## PROBLEM STATEMENT
All entries must be repeated exactly. No picture should appear in the result.

## EXERCISE DATA
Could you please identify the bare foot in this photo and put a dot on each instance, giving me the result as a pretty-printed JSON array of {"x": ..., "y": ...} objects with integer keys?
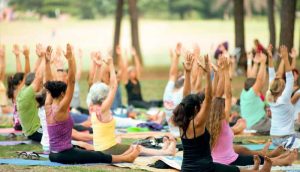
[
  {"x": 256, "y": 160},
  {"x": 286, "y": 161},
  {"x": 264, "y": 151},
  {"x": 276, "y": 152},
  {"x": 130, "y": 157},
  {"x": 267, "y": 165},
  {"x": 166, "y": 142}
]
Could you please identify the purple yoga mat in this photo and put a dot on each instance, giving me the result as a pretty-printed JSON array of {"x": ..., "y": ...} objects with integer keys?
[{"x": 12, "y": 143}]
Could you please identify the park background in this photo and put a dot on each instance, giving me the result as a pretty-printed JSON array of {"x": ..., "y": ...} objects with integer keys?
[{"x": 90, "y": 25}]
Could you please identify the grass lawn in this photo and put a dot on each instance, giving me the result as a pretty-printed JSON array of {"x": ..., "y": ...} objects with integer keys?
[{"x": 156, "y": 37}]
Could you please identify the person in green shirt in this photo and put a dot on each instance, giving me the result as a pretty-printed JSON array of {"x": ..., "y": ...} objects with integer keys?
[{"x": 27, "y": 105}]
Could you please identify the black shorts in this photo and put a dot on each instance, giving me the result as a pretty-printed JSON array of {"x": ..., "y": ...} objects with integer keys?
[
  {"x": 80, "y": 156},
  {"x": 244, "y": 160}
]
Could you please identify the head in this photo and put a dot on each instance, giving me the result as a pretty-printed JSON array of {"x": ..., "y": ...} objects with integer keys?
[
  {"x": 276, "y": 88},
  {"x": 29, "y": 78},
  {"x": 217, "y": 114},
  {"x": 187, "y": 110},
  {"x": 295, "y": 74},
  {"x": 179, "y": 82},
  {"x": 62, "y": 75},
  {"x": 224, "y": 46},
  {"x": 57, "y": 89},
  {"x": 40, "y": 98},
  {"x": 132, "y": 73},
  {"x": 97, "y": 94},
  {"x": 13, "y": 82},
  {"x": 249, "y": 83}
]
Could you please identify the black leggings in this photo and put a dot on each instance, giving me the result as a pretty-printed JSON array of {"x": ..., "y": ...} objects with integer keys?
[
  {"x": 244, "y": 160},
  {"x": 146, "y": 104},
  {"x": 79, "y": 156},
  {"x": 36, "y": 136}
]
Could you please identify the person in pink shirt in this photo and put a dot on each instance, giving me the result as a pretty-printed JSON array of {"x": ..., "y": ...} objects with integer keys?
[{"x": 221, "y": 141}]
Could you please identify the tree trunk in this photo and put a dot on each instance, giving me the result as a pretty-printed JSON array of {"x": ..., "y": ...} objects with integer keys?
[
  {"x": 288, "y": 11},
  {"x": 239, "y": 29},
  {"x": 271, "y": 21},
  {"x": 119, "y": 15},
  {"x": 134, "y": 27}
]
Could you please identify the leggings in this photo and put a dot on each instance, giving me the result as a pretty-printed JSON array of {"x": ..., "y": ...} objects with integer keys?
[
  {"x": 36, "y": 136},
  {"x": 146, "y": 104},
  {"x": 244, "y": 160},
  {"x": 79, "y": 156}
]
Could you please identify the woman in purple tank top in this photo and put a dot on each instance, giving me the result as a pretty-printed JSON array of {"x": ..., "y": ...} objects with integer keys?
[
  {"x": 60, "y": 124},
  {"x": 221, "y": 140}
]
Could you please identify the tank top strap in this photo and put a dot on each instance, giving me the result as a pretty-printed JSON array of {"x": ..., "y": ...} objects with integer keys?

## SOLUTION TO THIS TASK
Could you please identify the bare foot in this photo and put a dot on each instance, giving me the result as a pretty-printed JSON array of {"x": ..., "y": ...} objects with integer keys?
[
  {"x": 256, "y": 160},
  {"x": 286, "y": 161},
  {"x": 264, "y": 151},
  {"x": 276, "y": 152},
  {"x": 130, "y": 157},
  {"x": 267, "y": 165},
  {"x": 166, "y": 142}
]
Could you please identify the purple yoga mat in this photo and put a dot on each instance, giving me the result as a pretty-printed JSON array of {"x": ..., "y": ...} objects with integer keys?
[{"x": 12, "y": 143}]
Could you please identify the park background in this photo and put a dot on each instance, giving me the result as a pretty-printed JSON array of {"x": ..., "y": ...} objects with integer keys?
[{"x": 90, "y": 25}]
Could you please identify the grass lawn in this photo and put a dot on each instance, giving me the result as a pretty-printed JSON array of {"x": ..., "y": ...} objects with integer keys?
[{"x": 156, "y": 37}]
Could you please identify the person in green shirt in this photo and put a dot on each instance, giving me the result as a pretty-printed JSON array of {"x": ..., "y": ...} objects with integer keys?
[{"x": 27, "y": 105}]
Could you please identify the black shorts in this photo and put a dot on each instance, giving me the result as a pretty-printed JSON array of {"x": ..., "y": ...} objects with integer keys?
[
  {"x": 80, "y": 156},
  {"x": 244, "y": 160}
]
Could you please identify the head in this photo and put a dot on each instance, giving me the result as a pretty-printed JSON array of {"x": ..., "y": ...} objects with integer keys?
[
  {"x": 276, "y": 88},
  {"x": 29, "y": 78},
  {"x": 217, "y": 114},
  {"x": 187, "y": 110},
  {"x": 295, "y": 74},
  {"x": 179, "y": 82},
  {"x": 62, "y": 75},
  {"x": 224, "y": 46},
  {"x": 57, "y": 89},
  {"x": 40, "y": 98},
  {"x": 132, "y": 73},
  {"x": 97, "y": 94},
  {"x": 13, "y": 82},
  {"x": 249, "y": 83}
]
Could you please identify the black leggings in this photo and put a dot on each instance, giving me the result as a pretty-printed JSON array of {"x": ..., "y": ...} objects with integer keys?
[
  {"x": 244, "y": 160},
  {"x": 146, "y": 104},
  {"x": 79, "y": 156},
  {"x": 36, "y": 136}
]
Could you please identify the person in pink shirt in this photo and put a dot on each instance, giving me the result as a pretty-printed JSON array of {"x": ..., "y": ...} objects with integer keys?
[{"x": 221, "y": 141}]
Could you please identify the tree trunk in this photo and put a dot on each instance, giving me the result as a pretty-printed JSON array of {"x": ..., "y": ...} objects with integer keys?
[
  {"x": 288, "y": 11},
  {"x": 239, "y": 29},
  {"x": 271, "y": 21},
  {"x": 119, "y": 15},
  {"x": 134, "y": 27}
]
Could you please identify the leggings in this photo and put a dot on each instance, giving me the result as a pretty-printed JSON array of {"x": ..., "y": ...} objects with integer keys?
[
  {"x": 36, "y": 136},
  {"x": 146, "y": 104},
  {"x": 244, "y": 160},
  {"x": 79, "y": 156}
]
Could you please identify the woman in purple tank top in this photo and put a dot on each instance, giving me the result as a pretty-printed JSON array of {"x": ..., "y": ...} objects with integer keys?
[
  {"x": 60, "y": 124},
  {"x": 221, "y": 140}
]
Could you please identify the tank top strap in this photo and put a dot on each instance, giving me the result as a pretty-printed JSON array of {"x": ..., "y": ...} objects with integer keys?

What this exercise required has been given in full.